-------- Extracted information
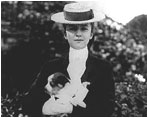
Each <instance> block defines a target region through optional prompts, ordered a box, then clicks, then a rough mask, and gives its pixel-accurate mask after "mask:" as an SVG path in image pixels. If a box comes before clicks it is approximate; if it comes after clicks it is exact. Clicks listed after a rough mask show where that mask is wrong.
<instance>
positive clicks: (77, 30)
mask: <svg viewBox="0 0 148 118" xmlns="http://www.w3.org/2000/svg"><path fill="white" fill-rule="evenodd" d="M81 35H82V31H81V30H80V29H78V30H77V31H76V36H77V37H80V36H81Z"/></svg>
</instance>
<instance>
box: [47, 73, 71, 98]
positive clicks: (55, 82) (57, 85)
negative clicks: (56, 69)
mask: <svg viewBox="0 0 148 118" xmlns="http://www.w3.org/2000/svg"><path fill="white" fill-rule="evenodd" d="M67 83H69V79H68V78H67V77H66V76H65V75H64V74H62V73H60V72H56V73H54V74H52V75H51V76H49V77H48V83H47V84H46V86H45V90H46V92H47V94H49V95H50V96H52V95H57V94H58V92H59V91H60V90H61V89H62V88H64V87H65V85H66V84H67Z"/></svg>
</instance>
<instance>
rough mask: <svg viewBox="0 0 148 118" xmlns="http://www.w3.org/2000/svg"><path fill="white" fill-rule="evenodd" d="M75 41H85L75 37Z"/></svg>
mask: <svg viewBox="0 0 148 118" xmlns="http://www.w3.org/2000/svg"><path fill="white" fill-rule="evenodd" d="M74 41H83V39H75V40H74Z"/></svg>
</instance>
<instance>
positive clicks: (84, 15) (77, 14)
mask: <svg viewBox="0 0 148 118" xmlns="http://www.w3.org/2000/svg"><path fill="white" fill-rule="evenodd" d="M64 16H65V19H66V20H69V21H85V20H90V19H92V18H94V14H93V11H92V10H90V11H86V12H68V11H64Z"/></svg>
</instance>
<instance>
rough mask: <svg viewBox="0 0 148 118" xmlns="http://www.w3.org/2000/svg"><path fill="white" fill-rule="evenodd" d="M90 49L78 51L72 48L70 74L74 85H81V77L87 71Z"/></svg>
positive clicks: (75, 49) (71, 51)
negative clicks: (86, 69)
mask: <svg viewBox="0 0 148 118" xmlns="http://www.w3.org/2000/svg"><path fill="white" fill-rule="evenodd" d="M87 58H88V48H87V47H86V48H83V49H80V50H76V49H73V48H71V47H70V51H69V65H68V68H67V71H68V74H69V76H70V79H71V83H73V84H81V77H82V75H83V73H84V71H85V69H86V60H87Z"/></svg>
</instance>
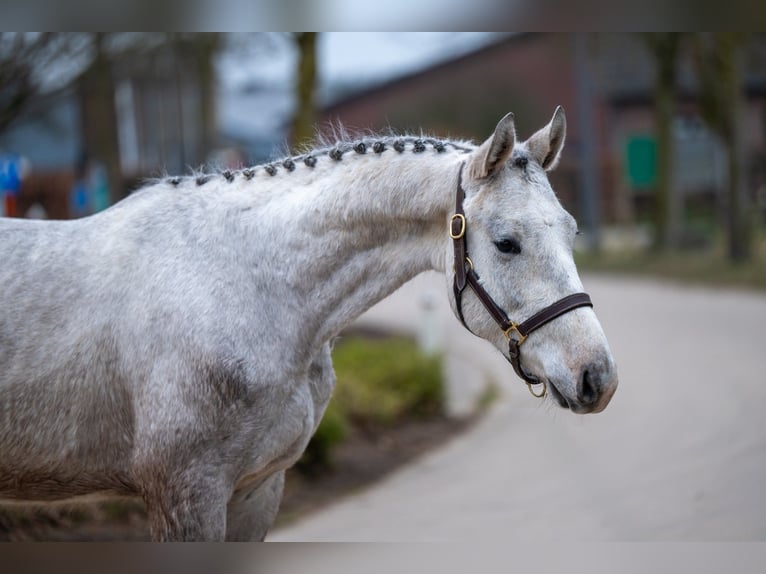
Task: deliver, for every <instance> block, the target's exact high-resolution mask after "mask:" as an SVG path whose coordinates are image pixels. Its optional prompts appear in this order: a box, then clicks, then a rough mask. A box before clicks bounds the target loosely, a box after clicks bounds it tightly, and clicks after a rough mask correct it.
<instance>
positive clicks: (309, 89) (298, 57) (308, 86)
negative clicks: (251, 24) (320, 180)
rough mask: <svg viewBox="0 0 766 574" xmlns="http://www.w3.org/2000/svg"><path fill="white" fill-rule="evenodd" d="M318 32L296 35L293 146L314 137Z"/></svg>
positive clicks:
----------------
Select every line in the material above where the string "before" occurs, and copy it.

→ **Answer box**:
Each <instance> block defines a target region through optional prompts, ordered a box, then clicks, then a rough mask, and gives its pixel-accurate mask after "mask:" as an SVG path in image pixels. If a box comes before clicks it is approximate; if it comes after clicks it is exact. Clicks listed after a rough mask show where that mask is wrong.
Task: deliver, for every <instance> block, the target's exact high-resolution mask after "mask:" as an SVG path whose coordinates are image pixels. Its optional prompts appear in this order: a box, then clicks, then a rough mask. A box before clicks bounds the target loosely, a box after clicks bounds it tightly, and clicks after a rough mask correct it.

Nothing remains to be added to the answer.